◆ Page text:
┌────────

Review – The Scottsboro Boys – Lyceum Theater (New York City)


Of all of the shows opening in New York this autumn, the one I was most excited about was Scottsboro Boys. Not Elf, not Pee Wee Herman, not Women on the Verge of a Nervous Breakdown – but a (for all intents and purposes) new musical by the brilliant team of Kander and Ebb. I couldn’t wait to have the chance to hear their musicality and wit applied anew (albeit somewhat after the fact given that Ebb died in 2004, leaving the lyrics behind). Frankly, the chance to see this show was a cause for hootin’ and hollerin’ and practically reason enough to support my pilgrimage across the pond to the Great White Way (though I was mostly going to see ballet). Previews were starting the last three days of my visit, and by gum, I was gonna go!

Four days later, I’m still finding it a bit difficult to summarize the show in a review-worthy way. In its offensiveness, it’s right up there with Jerry Springer:The Musical – a show I adored for its high-kicking, multi-racial chorus line of Ku Klux Klansmen at the end of act one. But watching a play that digs so hard at America’s racist past without feeling uncomfortable was pretty much impossible on the face, and add to it shovelfulls of creepy “ole time” images (such as black men in white face and an actor scratching his head like he was a gorilla) with a thick helping of anti-Semitism on top (what was the name of that song, “Don’t Take That Jew Money?”* – not one I’ll be singing at the piano bar any time soon), and you, too, may be asking yourself if this is a show worth sitting through (like the African-American audience woman I queried at the end of the show who was ready to walk after 20 minutes). I had to ask myself: if we support this show as audience members, are we supporting the racist and anti-semitic messages of its characters and of several aspects of the production?

└────────

◆ Data shown:
┌────────

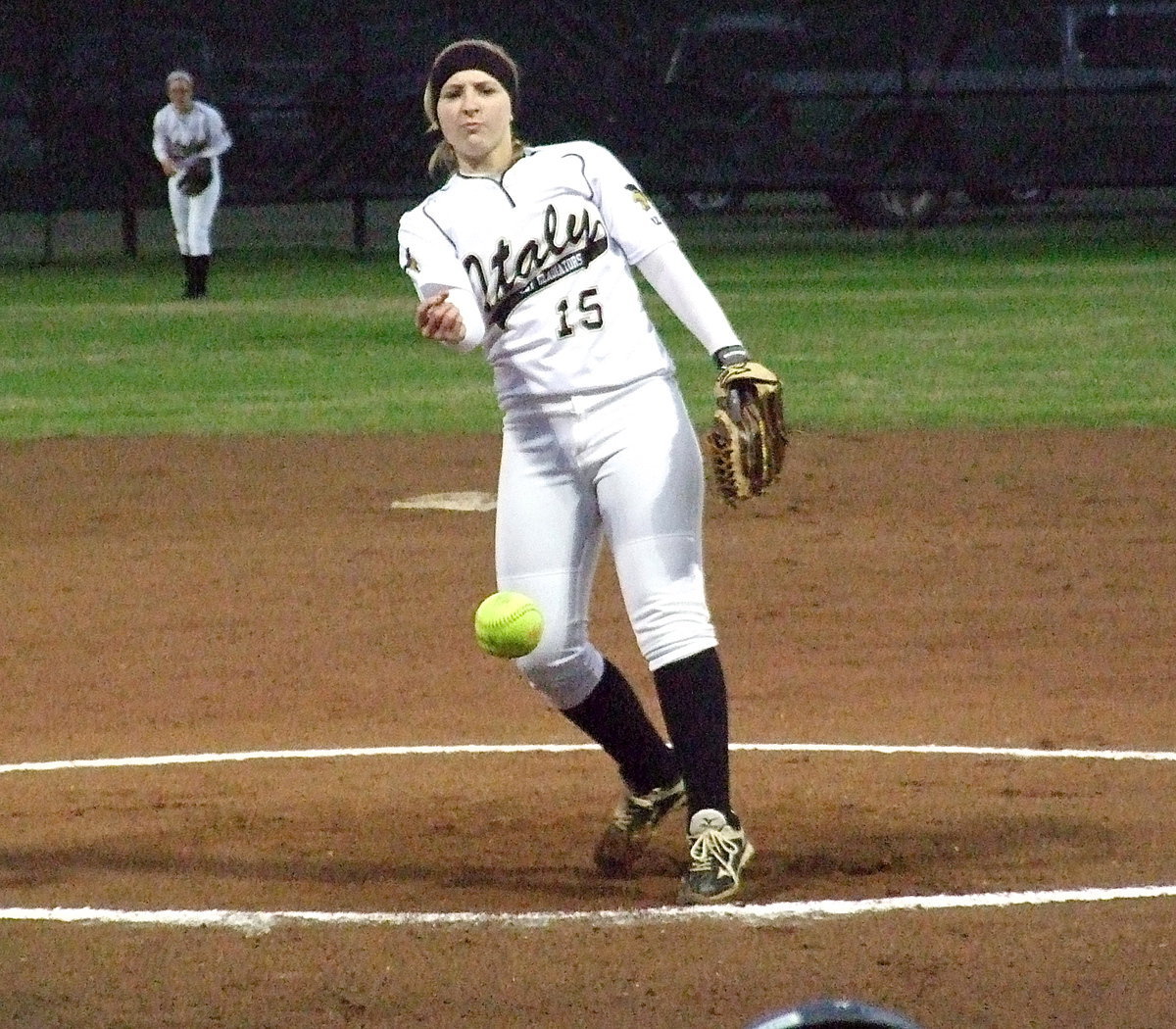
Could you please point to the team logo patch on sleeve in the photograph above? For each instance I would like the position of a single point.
(639, 197)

└────────

◆ Written problem: Reproduce the Scottsboro Boys review from "Of all of the" to "was gonna go!", swapping "pilgrimage" for "journey". The material after the review is separate from the review itself.

◆ Answer for the task:
Of all of the shows opening in New York this autumn, the one I was most excited about was Scottsboro Boys. Not Elf, not Pee Wee Herman, not Women on the Verge of a Nervous Breakdown – but a (for all intents and purposes) new musical by the brilliant team of Kander and Ebb. I couldn’t wait to have the chance to hear their musicality and wit applied anew (albeit somewhat after the fact given that Ebb died in 2004, leaving the lyrics behind). Frankly, the chance to see this show was a cause for hootin’ and hollerin’ and practically reason enough to support my journey across the pond to the Great White Way (though I was mostly going to see ballet). Previews were starting the last three days of my visit, and by gum, I was gonna go!